• Teks Bacaan:
⁂
KAJIAN tentang Pemilihan Umum (Pemilu) di Indonesia dewasa ini, khususnya perilaku pemilih (voting behaviour) di era-pemilihan langsung merupakan topik menarik yang selalu relevan diperbincangkan.
Tidak hanya bagi peneliti, akademisi, elit politik dan partai politik, namun kajian tersebut juga penting menjadi konsen Penyelenggara Pemilu serta stakeholder lainnya dalam mendukung upaya pembangunan demokrasi subtansial di Indonesia.
Dalam konsepsi demokrasi, John Locke dan Rousseau menyatakan bahwa terselenggaranya Pemilu adalah keniscayaan atas pilihan sistem demokrasi di sebuah Negara.
Konsepsi demokrasi menjamin adanya kebebasan, keadilan, dan kesetaraan bagi individu dalam segala bidang. Termasuk partisipasi politik setiap warga Negara dalam Pemilu. Penyelenggaraan Pemilu yang berkualitas tidak lain merupakan sebuah indikator dari kualitas demokrasi di sebuah Negara.
Mencermati dinamika dan perkembangan demokrasi di Indonesia dari masa-kemasa, khususnya perilaku memilih dalam Pemilu, dapat disimpulkan bahwa terjadi perubahan perilaku memilih yang selaras dengan upaya pembangunan demokrasi di Indonesia sejak gelaran Pemilu pertama di Indonesia tahun 1955 sampai dengan era-Reformasi 2019 yang lalu.
Desain sistem Pemilu secara bertahap memberikan ruang terbuka bagi partisipasi warga Negara dalam mengekspresikan pilihan politik secara langsung. Hal ini sesuai dengan pandangan Firmanzah dalam Riyadi (2010 : 15) yang menyatakan bahwa pemilih tipe rasional telah ditemukan paska Pemilu Reformasi 1998.
Namun, persoalan perilaku memilih tetap saja menyisakan problem dan tantangan, misalnya masih adanya praktek politik primordial dan politik identitas dalam setiap gelaran pesta demokrasi pada tiap tingkatan.
Firmanzah dalam Riyadi (2010: 15-17) menyatakan bahwa pemilih atau orientasi pemilih secara teori diklasifikasikan dalam empat konfigurasi yaitu pemilih rasional, kritis, tradisional dan pemilih skeptis.
Pemilih rasional adalah pemilih dengan orientasi yang tinggi terhadap kebijakan partai atau kandidat, serta berorientasi rendah terhadap idiologi partai atau kandidat.
⁂
• Data Tersaji:
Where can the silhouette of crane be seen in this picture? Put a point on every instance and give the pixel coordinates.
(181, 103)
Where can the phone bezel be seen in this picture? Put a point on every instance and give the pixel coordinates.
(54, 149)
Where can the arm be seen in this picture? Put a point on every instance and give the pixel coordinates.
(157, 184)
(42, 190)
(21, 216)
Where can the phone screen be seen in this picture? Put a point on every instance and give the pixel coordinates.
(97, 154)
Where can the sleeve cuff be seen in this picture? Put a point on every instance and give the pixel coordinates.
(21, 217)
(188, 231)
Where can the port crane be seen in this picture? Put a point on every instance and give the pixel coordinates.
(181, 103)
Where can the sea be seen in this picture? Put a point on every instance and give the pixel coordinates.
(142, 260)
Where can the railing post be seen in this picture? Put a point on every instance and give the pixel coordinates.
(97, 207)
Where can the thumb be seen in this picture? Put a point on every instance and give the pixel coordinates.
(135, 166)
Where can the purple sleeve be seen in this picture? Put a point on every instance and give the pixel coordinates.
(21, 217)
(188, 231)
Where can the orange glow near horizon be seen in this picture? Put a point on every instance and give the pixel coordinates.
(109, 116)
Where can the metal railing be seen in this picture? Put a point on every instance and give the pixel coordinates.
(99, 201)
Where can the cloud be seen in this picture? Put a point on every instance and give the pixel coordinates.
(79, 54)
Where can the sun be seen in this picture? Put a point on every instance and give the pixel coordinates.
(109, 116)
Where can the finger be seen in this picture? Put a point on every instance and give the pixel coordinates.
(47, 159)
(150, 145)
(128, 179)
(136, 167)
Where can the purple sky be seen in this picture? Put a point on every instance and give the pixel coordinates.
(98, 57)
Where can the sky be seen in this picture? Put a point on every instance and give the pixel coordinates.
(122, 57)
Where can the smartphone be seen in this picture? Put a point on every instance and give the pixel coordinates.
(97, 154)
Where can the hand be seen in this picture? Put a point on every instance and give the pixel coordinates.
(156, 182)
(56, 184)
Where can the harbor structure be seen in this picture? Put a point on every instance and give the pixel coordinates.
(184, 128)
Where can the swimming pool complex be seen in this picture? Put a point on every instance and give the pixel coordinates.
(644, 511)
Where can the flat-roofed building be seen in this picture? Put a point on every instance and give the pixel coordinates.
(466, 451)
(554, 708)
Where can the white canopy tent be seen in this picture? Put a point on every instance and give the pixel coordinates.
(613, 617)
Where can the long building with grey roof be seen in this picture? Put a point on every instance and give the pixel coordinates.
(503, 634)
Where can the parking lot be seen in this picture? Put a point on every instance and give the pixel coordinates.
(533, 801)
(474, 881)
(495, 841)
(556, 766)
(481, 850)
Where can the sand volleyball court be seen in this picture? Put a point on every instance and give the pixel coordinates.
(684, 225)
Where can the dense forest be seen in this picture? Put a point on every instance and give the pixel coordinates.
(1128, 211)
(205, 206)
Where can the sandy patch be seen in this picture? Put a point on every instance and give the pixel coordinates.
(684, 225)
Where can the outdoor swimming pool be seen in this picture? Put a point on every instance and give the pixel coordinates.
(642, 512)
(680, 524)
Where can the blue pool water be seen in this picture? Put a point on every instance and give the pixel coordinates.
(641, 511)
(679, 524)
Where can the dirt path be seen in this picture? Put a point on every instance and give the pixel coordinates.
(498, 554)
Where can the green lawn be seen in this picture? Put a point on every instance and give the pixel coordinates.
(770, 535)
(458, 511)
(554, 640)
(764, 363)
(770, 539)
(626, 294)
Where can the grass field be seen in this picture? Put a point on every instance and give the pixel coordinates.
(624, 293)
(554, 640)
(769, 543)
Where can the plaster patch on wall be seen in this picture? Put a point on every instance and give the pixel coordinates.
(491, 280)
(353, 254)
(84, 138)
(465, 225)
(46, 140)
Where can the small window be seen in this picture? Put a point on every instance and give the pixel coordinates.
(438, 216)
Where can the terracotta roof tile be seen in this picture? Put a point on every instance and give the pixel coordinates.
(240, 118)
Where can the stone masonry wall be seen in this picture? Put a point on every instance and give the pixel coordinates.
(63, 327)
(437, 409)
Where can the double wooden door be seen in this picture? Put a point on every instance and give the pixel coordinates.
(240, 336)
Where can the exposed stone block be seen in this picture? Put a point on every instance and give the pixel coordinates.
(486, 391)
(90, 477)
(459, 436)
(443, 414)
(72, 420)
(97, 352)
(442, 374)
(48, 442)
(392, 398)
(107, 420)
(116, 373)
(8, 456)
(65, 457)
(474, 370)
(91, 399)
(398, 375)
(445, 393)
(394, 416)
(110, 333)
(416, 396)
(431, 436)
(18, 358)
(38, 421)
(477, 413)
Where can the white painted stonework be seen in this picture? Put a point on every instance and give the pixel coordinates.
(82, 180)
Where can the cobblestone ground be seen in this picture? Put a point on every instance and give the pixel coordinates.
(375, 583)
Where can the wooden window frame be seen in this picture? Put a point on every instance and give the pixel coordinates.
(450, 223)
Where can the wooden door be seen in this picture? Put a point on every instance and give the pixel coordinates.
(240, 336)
⁂
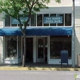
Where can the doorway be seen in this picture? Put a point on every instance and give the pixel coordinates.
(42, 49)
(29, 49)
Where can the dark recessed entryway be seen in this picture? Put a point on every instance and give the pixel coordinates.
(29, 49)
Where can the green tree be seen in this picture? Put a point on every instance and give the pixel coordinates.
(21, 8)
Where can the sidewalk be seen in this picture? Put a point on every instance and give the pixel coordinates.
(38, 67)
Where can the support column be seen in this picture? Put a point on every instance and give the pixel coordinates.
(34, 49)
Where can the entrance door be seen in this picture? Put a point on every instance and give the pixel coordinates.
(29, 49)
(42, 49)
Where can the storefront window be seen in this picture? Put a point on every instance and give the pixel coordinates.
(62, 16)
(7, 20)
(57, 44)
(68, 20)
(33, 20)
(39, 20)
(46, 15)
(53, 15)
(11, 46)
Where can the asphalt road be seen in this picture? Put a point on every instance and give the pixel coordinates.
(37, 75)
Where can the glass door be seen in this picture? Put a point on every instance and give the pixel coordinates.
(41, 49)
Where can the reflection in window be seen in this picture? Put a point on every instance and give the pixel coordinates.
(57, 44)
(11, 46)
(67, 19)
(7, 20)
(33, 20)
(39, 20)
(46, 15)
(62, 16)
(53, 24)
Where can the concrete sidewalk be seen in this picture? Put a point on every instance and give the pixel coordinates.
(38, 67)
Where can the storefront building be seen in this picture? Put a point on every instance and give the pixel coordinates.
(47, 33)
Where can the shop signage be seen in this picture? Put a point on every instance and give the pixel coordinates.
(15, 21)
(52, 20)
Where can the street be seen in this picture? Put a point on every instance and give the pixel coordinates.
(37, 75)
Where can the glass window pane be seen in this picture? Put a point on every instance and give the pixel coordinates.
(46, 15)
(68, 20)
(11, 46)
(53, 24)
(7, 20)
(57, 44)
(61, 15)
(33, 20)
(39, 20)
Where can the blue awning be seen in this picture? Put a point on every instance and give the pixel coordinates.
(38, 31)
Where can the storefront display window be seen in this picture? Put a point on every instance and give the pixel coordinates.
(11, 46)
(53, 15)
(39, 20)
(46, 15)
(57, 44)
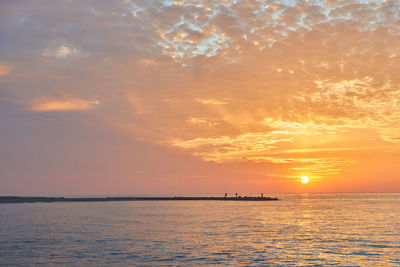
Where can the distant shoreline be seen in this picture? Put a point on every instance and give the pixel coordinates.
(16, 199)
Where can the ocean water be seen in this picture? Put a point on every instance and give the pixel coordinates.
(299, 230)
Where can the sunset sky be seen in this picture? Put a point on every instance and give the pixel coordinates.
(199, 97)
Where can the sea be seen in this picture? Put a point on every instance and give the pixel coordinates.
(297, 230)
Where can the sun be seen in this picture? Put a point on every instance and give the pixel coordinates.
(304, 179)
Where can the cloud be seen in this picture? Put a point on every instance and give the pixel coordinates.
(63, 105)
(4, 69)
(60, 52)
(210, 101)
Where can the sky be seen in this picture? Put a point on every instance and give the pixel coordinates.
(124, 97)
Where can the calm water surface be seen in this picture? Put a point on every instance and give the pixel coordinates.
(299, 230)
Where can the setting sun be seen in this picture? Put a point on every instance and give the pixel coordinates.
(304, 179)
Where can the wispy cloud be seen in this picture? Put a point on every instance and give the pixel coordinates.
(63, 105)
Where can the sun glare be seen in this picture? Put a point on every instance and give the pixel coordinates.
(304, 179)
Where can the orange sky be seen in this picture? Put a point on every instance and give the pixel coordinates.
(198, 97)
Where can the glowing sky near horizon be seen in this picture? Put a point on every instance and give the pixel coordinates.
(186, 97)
⁂
• Daftar Tugas:
1. Tuliskan ulang tanpa perubahan apa pun bagian teks tentang perilaku pemilih yang dimulai dari "Konsepsi demokrasi menjamin" hingga "2019 yang lalu.", dengan bagian akhir itu ikut disertakan.
2. Sambung teks tentang perilaku pemilih dalam Pemilu, dimulai setelah kalimat terakhir yang tercantum.

• Hasil Pengerjaan:
1.
Konsepsi demokrasi menjamin adanya kebebasan, keadilan, dan kesetaraan bagi individu dalam segala bidang. Termasuk partisipasi politik setiap warga Negara dalam Pemilu. Penyelenggaraan Pemilu yang berkualitas tidak lain merupakan sebuah indikator dari kualitas demokrasi di sebuah Negara.
Mencermati dinamika dan perkembangan demokrasi di Indonesia dari masa-kemasa, khususnya perilaku memilih dalam Pemilu, dapat disimpulkan bahwa terjadi perubahan perilaku memilih yang selaras dengan upaya pembangunan demokrasi di Indonesia sejak gelaran Pemilu pertama di Indonesia tahun 1955 sampai dengan era-Reformasi 2019 yang lalu.

2.
Pemilih ini mengutamakan kapabilitas kandidat, rekam jejak serta program kerja yang ditawarkan. Sementara pemilih kritis berorientasi tinggi pada idiologi serta kemampuan partai atau kandidat dalam menyelesaikan persolan bangsa. Pemilih ini selalu menganalisis antara idiologi partai dengan kebijakan yang dibuat.
Tipe ketiga adalah pemilih tradisional. Ciri khas pemilih ini berorientasi tinggi pada idiologi partai atau kandidat, namun tidak mempetimbangkan kebijakan partai atau kandidat.
Pemilih ini mempertimbangkan kedekatan sosial-budaya, nilai, etnis, asal-usul, serta agama dalam menentukan pilihan politik.
Menurut Firmanzah tipe pemilih ini merupakan pemilih mayoritas di Indonesia. Dan tipe pemilih terakhir adalah pemilih skeptis. Pemilih ini tidak memiliki orientasi terhadap idiologi partai dan kandidat, serta menilai kebijakan partai politik adalah sesuatu yang tidak penting.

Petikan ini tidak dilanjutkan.